French director Luc Besson’s Cité du cinéma just opened after 12 years of effort and 180 million Euros. For the first time, it will possible to entirely create a film in France. It was a peculiar irony that France, with its reputation for innovation in film, had no production company where films could be completed. Besson, for example, had to spend a year and a half away from his life in France while filming his classic Le Cinquième Elément (The Fifth Element).
It seems sufficiently cinematic that Besson used a former power plant for his project. The art déco building is located in Saint-Denis, a suburb north of Paris better known for social unrest and violence than the fantasies of the silver screen. In addition to facilities for filming and post-production, the Cité will have a cinema school. Sixty students will be accepted on a full scholarship to become either screenwriters or directors. The brand-new facility is already in use; Besson is filming Malavita with Robert De Niro, Michelle Pfeiffer, and Tommy Lee Jones. Besson and his collaborators in the project anticipate that foreign films will also be created at the Cité. Et pourquoi pas?

_Information supplied_:
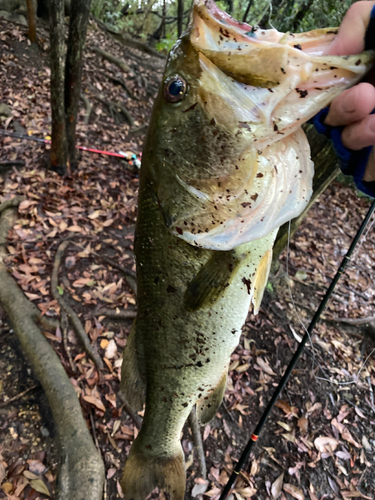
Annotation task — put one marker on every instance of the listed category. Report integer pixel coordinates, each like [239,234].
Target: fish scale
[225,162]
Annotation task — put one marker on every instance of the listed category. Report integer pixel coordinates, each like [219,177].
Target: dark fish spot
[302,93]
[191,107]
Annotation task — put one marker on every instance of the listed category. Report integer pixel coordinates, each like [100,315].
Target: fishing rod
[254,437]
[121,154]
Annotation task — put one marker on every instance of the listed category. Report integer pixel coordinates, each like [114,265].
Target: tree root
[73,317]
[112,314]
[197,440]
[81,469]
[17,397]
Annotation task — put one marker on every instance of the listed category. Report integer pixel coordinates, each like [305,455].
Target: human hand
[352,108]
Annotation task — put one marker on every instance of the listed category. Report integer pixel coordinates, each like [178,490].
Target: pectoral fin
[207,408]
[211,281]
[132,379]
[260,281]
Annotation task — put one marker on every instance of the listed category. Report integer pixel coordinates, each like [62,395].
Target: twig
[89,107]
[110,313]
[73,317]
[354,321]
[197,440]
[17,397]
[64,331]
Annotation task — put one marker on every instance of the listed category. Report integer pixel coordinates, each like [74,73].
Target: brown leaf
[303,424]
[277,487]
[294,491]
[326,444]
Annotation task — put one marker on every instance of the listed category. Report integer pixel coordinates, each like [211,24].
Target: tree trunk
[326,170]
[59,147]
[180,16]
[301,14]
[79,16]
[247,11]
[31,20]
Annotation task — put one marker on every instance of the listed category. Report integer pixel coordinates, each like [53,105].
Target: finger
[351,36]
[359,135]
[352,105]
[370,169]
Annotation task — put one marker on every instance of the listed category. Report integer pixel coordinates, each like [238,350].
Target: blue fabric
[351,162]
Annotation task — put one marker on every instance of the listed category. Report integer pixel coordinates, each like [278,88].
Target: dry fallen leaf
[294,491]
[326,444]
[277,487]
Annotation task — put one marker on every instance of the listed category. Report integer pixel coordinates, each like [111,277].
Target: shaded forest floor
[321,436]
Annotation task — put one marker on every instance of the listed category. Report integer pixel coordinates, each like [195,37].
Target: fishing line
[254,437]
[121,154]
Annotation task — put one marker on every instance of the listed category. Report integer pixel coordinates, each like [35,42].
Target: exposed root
...
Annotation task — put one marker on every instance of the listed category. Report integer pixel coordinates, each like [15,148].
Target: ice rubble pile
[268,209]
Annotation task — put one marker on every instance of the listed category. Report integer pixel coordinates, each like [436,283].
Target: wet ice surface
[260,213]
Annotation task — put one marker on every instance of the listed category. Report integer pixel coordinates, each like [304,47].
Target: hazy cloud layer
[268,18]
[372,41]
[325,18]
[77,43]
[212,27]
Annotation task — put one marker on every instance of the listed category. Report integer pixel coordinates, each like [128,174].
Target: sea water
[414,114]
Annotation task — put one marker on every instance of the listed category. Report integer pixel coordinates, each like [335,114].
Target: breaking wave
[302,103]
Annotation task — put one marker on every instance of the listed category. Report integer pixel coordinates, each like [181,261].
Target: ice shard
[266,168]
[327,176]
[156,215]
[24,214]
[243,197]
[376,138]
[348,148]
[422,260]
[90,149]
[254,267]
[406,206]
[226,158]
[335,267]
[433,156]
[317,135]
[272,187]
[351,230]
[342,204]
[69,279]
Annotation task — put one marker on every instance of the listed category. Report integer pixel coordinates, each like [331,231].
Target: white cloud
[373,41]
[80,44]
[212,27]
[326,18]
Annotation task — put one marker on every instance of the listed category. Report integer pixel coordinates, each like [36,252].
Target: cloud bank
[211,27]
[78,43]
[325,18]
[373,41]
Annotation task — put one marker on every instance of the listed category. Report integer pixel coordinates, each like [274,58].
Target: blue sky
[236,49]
---
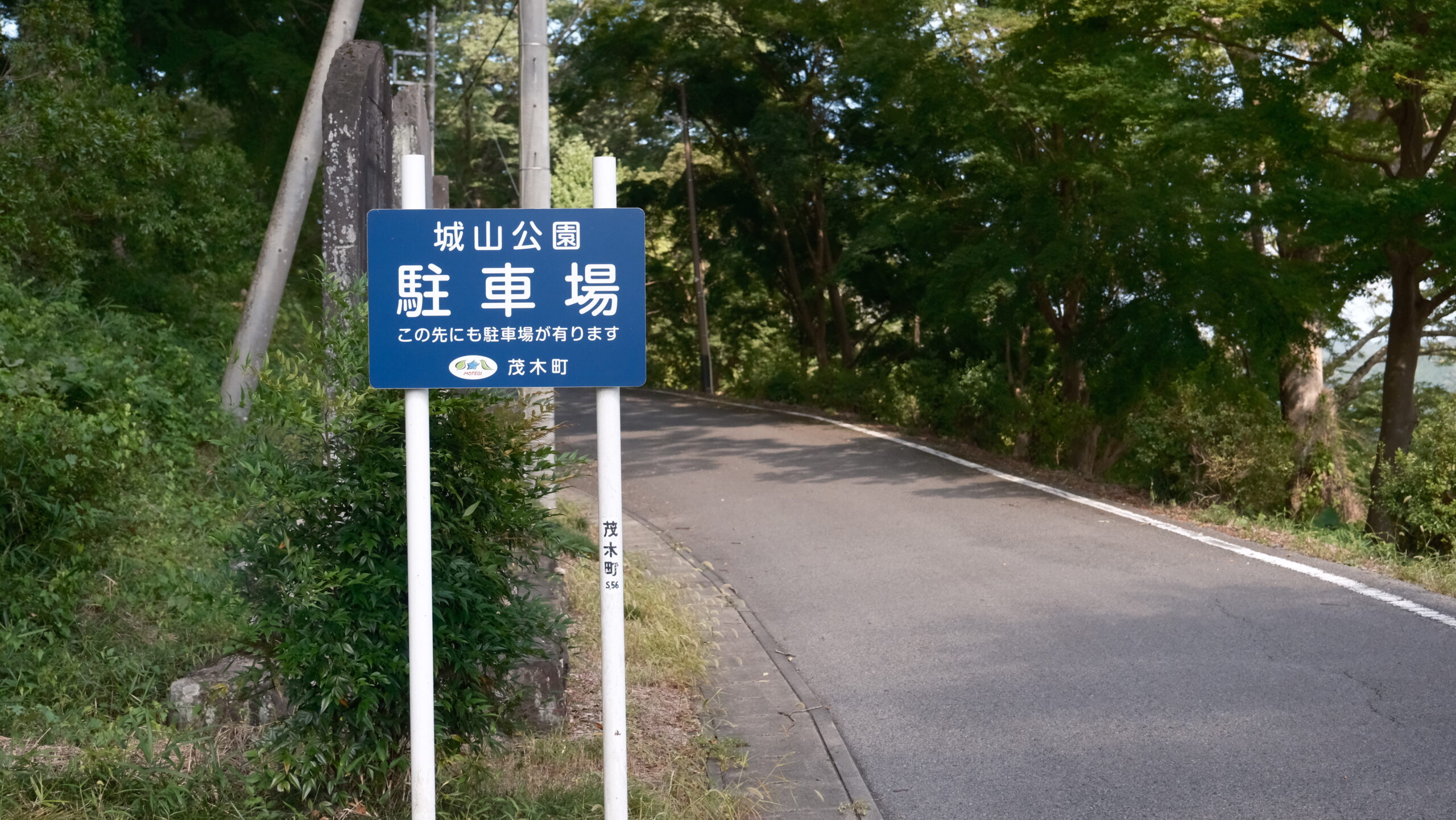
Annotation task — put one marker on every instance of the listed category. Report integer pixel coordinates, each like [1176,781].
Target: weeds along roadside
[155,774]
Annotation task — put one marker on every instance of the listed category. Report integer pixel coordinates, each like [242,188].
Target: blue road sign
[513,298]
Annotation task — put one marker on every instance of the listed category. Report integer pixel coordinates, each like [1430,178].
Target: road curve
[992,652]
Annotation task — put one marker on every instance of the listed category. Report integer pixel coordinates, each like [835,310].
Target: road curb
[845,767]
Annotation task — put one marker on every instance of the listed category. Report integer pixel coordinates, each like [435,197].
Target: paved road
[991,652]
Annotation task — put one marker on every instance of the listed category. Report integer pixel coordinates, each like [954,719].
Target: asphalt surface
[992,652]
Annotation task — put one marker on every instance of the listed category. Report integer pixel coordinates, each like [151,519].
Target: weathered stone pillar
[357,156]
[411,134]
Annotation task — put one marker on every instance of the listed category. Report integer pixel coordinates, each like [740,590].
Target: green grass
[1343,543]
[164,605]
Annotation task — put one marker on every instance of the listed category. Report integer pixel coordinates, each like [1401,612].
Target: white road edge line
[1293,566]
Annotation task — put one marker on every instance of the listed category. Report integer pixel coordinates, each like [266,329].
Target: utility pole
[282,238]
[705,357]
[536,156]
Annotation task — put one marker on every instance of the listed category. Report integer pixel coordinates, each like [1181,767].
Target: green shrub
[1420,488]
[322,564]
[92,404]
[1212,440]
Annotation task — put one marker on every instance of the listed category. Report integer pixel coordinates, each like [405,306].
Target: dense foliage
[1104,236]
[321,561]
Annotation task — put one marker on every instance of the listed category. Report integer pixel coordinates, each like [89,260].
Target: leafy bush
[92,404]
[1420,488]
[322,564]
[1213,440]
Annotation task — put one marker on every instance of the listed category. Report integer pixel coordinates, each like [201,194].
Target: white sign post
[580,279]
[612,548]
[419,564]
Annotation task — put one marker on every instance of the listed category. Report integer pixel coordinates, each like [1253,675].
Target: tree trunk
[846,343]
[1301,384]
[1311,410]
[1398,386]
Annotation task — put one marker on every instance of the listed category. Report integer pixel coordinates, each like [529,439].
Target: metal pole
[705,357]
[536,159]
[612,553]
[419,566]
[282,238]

_Jobs_:
1. Rewrite the Cité du cinéma passage from "It seems sufficiently" to "Et pourquoi pas?", putting "factory" where it says "power plant".
2. According to the Cité du cinéma passage, how many students will the cinema school accept on a full scholarship?

_Outputs in order_:
1.
It seems sufficiently cinematic that Besson used a former factory for his project. The art déco building is located in Saint-Denis, a suburb north of Paris better known for social unrest and violence than the fantasies of the silver screen. In addition to facilities for filming and post-production, the Cité will have a cinema school. Sixty students will be accepted on a full scholarship to become either screenwriters or directors. The brand-new facility is already in use; Besson is filming Malavita with Robert De Niro, Michelle Pfeiffer, and Tommy Lee Jones. Besson and his collaborators in the project anticipate that foreign films will also be created at the Cité. Et pourquoi pas?

2. Sixty students.